- **やること**
• 1. 漫才についての文章で、劇場の支配人が出したものは何か。
• 2. 漫才についての文章を、最後の文の後から書き継いでください。

- **読む文章**

::::::::::

かつての漫才師言うたら大きな声で喋っていましたが、だんだんそうじゃなくなって、ボソボソっと喋る、“ダウンダウン風”をやる若手が多かった。それはダウンタウンと似て非なるもので、松本人志と浜田雅功だからできること。形だけ真似て立ち話風にアドリブで喋っても、2丁目劇場に来る若い女の子たちは笑いますけど、漫才として見たら全然なわけですよ。
それで劇場の支配人が漫才禁止令を出したんです。でも闇雲に漫才をするなと言ったわけじゃなかったと思うんです。お客さんは喜んでいるけど、ダラダラ喋るなと。もっと一生懸命やれということやったはずなんです。
漫才プロジェクトを進めるにあたり、若手から中堅、ベテランまで数十組の漫才師に面談を行い、漫才が置かれている現状をどう思っているのかヒアリングした。

::::::::::

[いくつかの記録]
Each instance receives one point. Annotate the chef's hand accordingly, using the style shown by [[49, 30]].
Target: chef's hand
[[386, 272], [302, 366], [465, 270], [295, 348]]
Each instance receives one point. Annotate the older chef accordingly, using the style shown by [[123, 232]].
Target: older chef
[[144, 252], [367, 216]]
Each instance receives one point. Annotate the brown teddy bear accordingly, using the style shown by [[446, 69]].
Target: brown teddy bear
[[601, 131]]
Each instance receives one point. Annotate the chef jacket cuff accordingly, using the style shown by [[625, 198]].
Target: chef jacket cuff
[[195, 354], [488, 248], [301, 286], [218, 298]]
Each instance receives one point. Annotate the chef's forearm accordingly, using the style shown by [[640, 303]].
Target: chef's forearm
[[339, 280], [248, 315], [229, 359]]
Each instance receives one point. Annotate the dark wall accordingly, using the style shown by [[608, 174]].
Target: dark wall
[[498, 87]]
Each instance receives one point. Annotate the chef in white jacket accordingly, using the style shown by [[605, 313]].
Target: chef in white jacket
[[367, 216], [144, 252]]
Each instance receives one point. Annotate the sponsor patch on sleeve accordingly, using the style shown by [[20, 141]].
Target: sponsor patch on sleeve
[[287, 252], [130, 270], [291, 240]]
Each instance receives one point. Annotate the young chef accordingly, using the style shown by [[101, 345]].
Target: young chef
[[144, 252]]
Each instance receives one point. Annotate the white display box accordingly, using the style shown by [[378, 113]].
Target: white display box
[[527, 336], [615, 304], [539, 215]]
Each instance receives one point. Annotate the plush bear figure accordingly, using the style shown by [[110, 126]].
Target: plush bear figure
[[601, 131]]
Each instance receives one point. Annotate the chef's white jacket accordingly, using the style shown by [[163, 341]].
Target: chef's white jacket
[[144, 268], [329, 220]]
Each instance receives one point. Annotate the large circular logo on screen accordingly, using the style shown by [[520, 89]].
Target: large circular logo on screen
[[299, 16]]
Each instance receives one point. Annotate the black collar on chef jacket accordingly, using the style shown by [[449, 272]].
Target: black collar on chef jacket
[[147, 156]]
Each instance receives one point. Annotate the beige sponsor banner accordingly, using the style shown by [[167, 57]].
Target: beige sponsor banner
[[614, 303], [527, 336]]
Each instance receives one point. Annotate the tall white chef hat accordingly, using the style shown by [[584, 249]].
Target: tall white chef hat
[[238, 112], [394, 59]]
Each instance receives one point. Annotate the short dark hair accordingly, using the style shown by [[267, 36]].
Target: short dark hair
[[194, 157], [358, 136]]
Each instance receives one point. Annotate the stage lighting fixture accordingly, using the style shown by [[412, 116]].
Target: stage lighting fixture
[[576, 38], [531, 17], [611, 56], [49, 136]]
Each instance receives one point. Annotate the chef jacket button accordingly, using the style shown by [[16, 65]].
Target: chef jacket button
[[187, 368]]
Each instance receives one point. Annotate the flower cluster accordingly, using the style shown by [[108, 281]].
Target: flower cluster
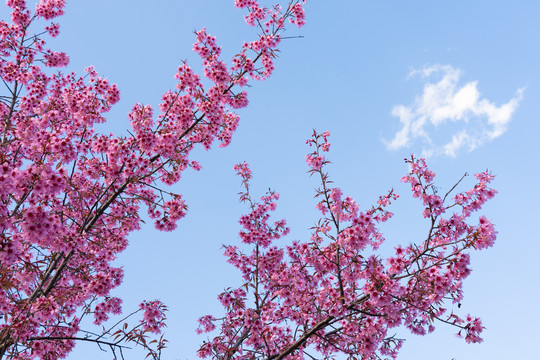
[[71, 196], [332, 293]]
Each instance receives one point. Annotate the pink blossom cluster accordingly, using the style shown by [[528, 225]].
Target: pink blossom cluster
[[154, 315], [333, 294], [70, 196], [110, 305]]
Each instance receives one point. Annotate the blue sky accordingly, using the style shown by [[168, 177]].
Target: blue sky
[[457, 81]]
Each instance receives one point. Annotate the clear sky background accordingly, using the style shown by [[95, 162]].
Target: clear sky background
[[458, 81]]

::::::::::

- **問題の解答**
• 1. 漫才禁止令。

• 2.
「正直、ベテランは昔からのネタを同じようにやっているだけなので、創意工夫をしていないと感じていたんですが、話を聞いてみると、『ちゃんと、そういう場を与えてくれてないからや。だから、もっと仕事をくれ』という意見が多かったんです。劇場に出て、月に何本か営業があって、年に何回かテレビに出れば食べていけるので、不満はないのかと思っていたら、そうではなかった。『漫才が好きやから、漫才をやりたいんや』『漫才が好きやから、漫才師になったんや』と言うので、驚きでしたし、うれしかったですね。
若手は若手で、漫才なんて売れるための足がかりで、テレビでレギュラー番組を持って、ゆくゆくは自分の名前がついた冠番組をやるのが夢かと思っていたんです。大阪で売れた人間は、東京へ進出するみたいなところがありましたからね。ところがベテランと同じように、若手も『漫才が好きで、漫才をやりたい』という意見が多かったんです」
しかし、NSC(吉本総合芸能学院)に入学する生徒たちの志望動機を見ると、テレビタレントを目指す者が大多数を占めていた。漫才をやりたいという生徒は少数派だった。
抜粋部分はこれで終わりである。